◆ Reading text
(begin)

After leaving the camp-life, Byapari
went on to a number of odd-jobs to survive. Looking for a job, he went to
Calcutta, Siliguri, Guwahati, Darjeeling, Lucknow, Kanpur and Dandakaranya. He
worked in domestic households and tea-stalls, became a coolie, pulled a
rickshaw, assisted a truck driver and a cook, swept floor in a city school.
Abject poverty, exploitation of the employer or sheer misfortune pushed him
from one place to another. He came back to West Bengal and got embroiled in the
extremist politics. He got arrested and was sent to prison.
He learnt reading and writing from a
fellow prison-inmate. He was fortunate to have a helpful police officer who
encouraged in his endeavours. After his release from the prison, he started to
pull a rickshaw and a fortuitous encounter with Mahasweta Devi changed the
course of his life. She asked him to write in the journal Bartika. He wrote many books subsequently depicting the life and
experiences of the dalits.

(end)

[Point labeling data]
(begin)

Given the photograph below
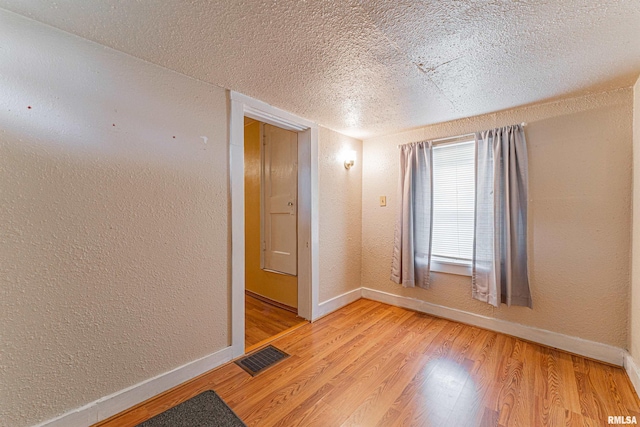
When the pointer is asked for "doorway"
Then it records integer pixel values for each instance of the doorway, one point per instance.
(242, 106)
(271, 237)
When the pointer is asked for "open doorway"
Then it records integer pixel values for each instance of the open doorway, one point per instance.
(271, 232)
(308, 221)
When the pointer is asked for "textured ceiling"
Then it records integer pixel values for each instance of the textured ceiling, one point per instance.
(370, 67)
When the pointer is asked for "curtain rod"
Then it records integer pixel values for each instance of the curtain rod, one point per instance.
(457, 137)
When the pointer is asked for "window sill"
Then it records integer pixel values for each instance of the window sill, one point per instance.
(460, 268)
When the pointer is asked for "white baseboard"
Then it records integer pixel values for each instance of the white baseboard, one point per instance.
(582, 347)
(117, 402)
(340, 301)
(633, 370)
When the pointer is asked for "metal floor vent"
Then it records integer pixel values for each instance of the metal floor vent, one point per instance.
(261, 360)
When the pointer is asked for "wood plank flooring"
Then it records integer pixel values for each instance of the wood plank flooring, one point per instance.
(370, 364)
(263, 321)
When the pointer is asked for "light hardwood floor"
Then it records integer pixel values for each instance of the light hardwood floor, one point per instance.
(370, 364)
(263, 321)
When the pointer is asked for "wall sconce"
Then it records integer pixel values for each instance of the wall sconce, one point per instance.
(349, 159)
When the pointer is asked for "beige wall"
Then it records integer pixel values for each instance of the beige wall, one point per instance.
(340, 215)
(634, 323)
(279, 287)
(115, 254)
(580, 153)
(115, 244)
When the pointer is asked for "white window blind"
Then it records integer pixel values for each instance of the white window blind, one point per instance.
(453, 201)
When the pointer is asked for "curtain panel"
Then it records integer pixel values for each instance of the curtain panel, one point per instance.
(412, 241)
(500, 271)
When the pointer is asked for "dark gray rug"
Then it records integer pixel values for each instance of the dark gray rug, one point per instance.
(262, 359)
(203, 410)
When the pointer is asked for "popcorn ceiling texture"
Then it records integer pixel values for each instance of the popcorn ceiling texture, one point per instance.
(340, 214)
(634, 322)
(115, 237)
(372, 66)
(114, 263)
(580, 160)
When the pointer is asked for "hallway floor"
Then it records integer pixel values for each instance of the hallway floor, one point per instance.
(263, 321)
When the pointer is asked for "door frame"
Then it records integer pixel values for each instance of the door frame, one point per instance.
(308, 255)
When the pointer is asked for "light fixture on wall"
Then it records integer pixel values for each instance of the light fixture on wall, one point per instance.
(349, 159)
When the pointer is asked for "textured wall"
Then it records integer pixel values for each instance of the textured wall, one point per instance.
(115, 242)
(580, 153)
(279, 287)
(634, 322)
(340, 214)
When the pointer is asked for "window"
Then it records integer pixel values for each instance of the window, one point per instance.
(453, 207)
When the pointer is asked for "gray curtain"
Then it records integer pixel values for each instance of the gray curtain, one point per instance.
(500, 271)
(412, 242)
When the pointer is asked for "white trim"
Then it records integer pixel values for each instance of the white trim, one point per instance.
(633, 370)
(338, 302)
(308, 256)
(117, 402)
(582, 347)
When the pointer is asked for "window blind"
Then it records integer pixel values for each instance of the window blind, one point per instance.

(end)

◆ Written problem A
Rewrite the passage on Byapari's life that opens with "After leaving the" and closes with "sent to prison.", renaming "Calcutta" as "Kolkata".
◆ Written problem B
Answer these questions about the passage on Byapari's life.
(i) Who taught Byapari to read and write?
(ii) In which journal did Mahasweta Devi ask him to write?
(iii) What job did he do in a city school?

◆ Task response A
After leaving the camp-life, Byapari
went on to a number of odd-jobs to survive. Looking for a job, he went to
Kolkata, Siliguri, Guwahati, Darjeeling, Lucknow, Kanpur and Dandakaranya. He
worked in domestic households and tea-stalls, became a coolie, pulled a
rickshaw, assisted a truck driver and a cook, swept floor in a city school.
Abject poverty, exploitation of the employer or sheer misfortune pushed him
from one place to another. He came back to West Bengal and got embroiled in the
extremist politics. He got arrested and was sent to prison.

◆ Task response B
(i) A fellow prison-inmate
(ii) Bartika
(iii) He swept the floor.